▶ **Exercise material**:
::::::::
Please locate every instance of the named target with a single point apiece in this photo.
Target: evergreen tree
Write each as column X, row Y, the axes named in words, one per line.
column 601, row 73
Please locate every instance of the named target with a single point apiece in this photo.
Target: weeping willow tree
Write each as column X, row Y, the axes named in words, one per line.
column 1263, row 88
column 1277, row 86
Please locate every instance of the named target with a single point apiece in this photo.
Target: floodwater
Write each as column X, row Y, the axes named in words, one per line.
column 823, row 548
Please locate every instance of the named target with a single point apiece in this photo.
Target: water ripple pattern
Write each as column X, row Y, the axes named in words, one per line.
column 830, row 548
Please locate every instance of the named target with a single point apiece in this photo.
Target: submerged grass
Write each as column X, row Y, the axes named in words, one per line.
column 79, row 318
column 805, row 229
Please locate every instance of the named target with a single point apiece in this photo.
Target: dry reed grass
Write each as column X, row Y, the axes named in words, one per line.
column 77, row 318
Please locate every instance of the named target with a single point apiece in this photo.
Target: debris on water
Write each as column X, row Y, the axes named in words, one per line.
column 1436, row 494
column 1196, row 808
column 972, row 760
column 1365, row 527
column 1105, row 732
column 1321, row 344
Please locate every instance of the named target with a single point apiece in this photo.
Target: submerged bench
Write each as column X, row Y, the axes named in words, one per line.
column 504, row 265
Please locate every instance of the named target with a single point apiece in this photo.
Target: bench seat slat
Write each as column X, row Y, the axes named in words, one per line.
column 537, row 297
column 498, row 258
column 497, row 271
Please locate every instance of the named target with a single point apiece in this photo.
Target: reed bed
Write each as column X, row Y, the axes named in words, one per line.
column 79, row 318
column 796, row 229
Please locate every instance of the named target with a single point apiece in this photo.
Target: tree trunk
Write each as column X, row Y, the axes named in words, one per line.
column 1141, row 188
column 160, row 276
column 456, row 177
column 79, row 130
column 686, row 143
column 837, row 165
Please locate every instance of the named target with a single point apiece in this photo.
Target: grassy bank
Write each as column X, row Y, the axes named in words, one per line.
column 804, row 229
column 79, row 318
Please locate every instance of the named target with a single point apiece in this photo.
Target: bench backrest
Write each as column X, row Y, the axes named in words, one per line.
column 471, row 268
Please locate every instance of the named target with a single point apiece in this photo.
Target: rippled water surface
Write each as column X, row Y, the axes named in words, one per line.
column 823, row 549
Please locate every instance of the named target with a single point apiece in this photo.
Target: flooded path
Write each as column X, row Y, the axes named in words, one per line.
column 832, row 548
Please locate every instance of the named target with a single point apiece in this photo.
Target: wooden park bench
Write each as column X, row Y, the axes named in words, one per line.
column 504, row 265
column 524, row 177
::::::::
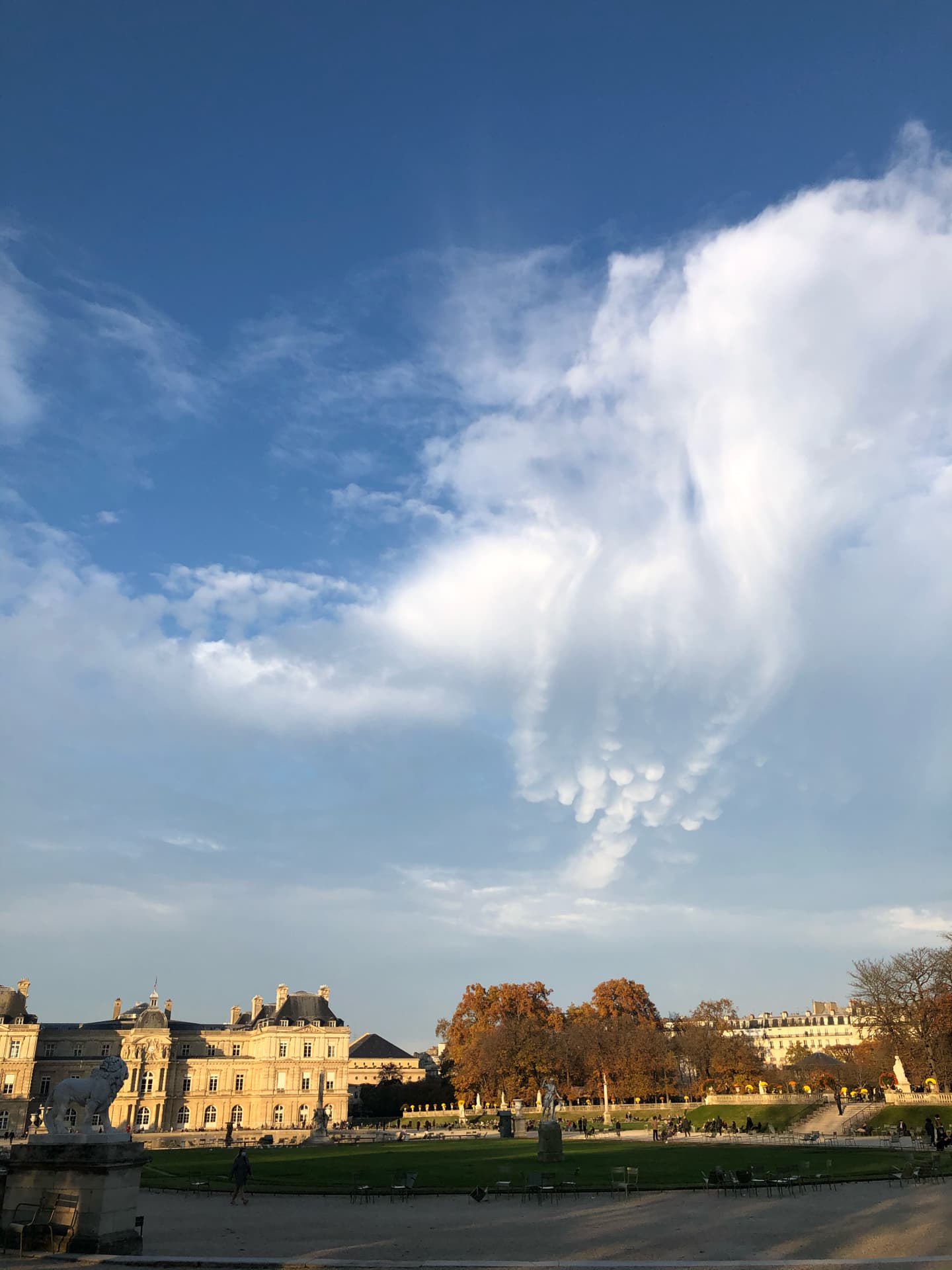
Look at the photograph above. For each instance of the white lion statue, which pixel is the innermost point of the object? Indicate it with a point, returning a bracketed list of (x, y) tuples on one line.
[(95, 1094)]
::::::::
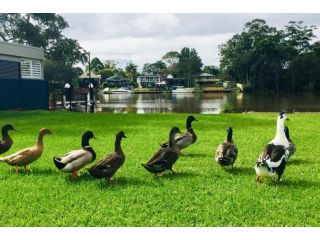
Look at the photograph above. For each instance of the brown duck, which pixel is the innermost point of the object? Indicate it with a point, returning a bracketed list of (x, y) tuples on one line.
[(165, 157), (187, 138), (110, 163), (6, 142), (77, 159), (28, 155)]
::::::::
▶ **What you are asked to do**: With the line that has "Target: dry reed grass" as the first and the line that has "Target: debris on water" as the last, repeat exactly that run of lines above and no more.

▶ **Output of the task**:
Target: dry reed grass
Write each as column X, row Y, the axes named in words, one per line.
column 77, row 318
Please locate every instance of the named target with a single point apiece in this photo.
Target: debris on water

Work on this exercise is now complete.